+++ Data listing
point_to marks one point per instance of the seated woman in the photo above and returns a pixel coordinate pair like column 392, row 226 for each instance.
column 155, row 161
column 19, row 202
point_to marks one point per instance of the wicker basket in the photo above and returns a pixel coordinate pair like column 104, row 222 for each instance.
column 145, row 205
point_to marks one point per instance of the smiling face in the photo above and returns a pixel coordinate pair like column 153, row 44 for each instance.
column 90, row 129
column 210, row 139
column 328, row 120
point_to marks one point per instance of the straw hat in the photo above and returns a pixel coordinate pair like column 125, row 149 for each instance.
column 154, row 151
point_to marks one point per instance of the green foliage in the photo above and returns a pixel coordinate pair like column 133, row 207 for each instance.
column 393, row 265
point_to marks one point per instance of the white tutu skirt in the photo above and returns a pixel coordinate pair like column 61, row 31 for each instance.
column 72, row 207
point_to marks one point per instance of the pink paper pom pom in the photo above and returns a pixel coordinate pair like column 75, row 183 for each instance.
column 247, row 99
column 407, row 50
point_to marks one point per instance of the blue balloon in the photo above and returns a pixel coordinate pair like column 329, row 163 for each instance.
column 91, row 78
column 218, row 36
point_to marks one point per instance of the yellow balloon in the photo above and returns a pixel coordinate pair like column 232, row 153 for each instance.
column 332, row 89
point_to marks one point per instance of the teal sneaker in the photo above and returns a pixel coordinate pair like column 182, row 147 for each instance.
++++++
*Task statement*: Can you repeat the lines between the one holding "point_to marks one point per instance of the pink" and the one holding "column 407, row 50", inclusive, with no changes?

*Written answer*:
point_to marks one point per instance of the pink paper pom pom in the photo above and returns a pixel coordinate pair like column 75, row 183 for each instance.
column 247, row 99
column 407, row 50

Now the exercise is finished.